WHAT THIS TASK INVOLVES
Answer these from the JAXP change notes below.
(a) Under what name was the parser donated to the Apache Software Foundation?
(b) Which new package handles XSLT processing?
(c) What does the default Message.properties file help avoid?

SELECTED EXCERPT
Changes since JAXP RI (Reference Implementation) version 1.1ea1
- Improved scheme for locating pluggable implementations. For
example, JAXP looks for a resource on the classpath for factory
implementations. This allows other parsers such as Xerces to be
used simply by adding a suitable
xerces.jar
to the
classpath.
- Created new
javax.xml.transform
package to handle XSLT
processing.
- Updated
javax.xml.parsers
to SAX 2.0 and DOM Level 2.
Changes since JAXP RI (Reference Implementation) version 1.0.1
- All previous releases (from version 1.0.1 and before) used a
parser implementation with a package heirarchy beginning with
com.sun.xml
. Between version 1.0.1 and the current
release, the parser was donated to the Apache Software Foundation
under the name "Crimson" and the packages were correspondingly
renamed to org.apache.crimson
. Migration from
previous releases may involve renaming packages in your
application. In addition, if your application uses SAX1 then you
may either convert it to use the preferred SAX2
org.sax.xml.XMLReader
or obtain a SAX1
org.sax.xml.Parser
from the
javax.xml.parsers.SAXParser.getParser()
method.
Changes since 1.0
- Default parser is used in controlled environments such as applets
where
System.getProperty()
results in a
SecurityException.
- Default Message.properties is provided to avoid gettting error codes
in Locales other than English.
Changes since EA1
- API for pluggability has changed. See the specification and
javadocs for more details.
- All the reported bugs have been fixed including those reported
internally for SAX 1.0 DOM Level 1 and the JAXP 1.0 API.

RECORDED INFORMATION
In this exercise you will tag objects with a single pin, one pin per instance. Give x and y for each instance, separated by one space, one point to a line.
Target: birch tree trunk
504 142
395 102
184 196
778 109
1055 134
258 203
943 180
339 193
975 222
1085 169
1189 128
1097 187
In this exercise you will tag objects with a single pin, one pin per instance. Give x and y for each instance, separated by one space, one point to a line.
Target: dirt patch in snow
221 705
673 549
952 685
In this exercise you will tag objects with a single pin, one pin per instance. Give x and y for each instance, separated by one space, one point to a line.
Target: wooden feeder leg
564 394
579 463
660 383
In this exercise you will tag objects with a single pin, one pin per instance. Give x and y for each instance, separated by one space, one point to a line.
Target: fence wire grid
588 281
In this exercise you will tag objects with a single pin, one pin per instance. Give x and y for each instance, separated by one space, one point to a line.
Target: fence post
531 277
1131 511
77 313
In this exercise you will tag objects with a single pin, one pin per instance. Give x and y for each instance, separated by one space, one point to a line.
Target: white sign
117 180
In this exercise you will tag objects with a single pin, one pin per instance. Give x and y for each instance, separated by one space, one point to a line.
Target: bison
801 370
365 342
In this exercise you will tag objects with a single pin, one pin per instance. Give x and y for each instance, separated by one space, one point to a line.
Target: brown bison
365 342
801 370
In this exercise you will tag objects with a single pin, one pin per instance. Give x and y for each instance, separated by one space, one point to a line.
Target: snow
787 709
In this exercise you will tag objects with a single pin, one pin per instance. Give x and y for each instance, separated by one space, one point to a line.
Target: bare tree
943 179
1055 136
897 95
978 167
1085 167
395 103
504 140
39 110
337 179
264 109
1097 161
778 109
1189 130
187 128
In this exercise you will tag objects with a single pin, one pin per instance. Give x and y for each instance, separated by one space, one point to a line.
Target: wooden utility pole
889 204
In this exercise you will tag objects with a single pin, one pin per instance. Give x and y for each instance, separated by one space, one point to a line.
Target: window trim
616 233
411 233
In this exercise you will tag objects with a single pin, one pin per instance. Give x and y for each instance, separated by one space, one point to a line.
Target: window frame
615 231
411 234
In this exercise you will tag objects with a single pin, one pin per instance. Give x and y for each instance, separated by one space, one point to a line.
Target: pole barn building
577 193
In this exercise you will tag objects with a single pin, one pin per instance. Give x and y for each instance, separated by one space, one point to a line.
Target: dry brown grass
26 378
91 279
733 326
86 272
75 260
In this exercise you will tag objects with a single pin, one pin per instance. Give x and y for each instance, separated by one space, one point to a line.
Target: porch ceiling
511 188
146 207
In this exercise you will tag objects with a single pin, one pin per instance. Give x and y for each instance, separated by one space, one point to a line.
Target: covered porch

SOLUTION FOR THIS TASK
(a) Crimson
(b) javax.xml.transform
(c) Getting error codes in locales other than English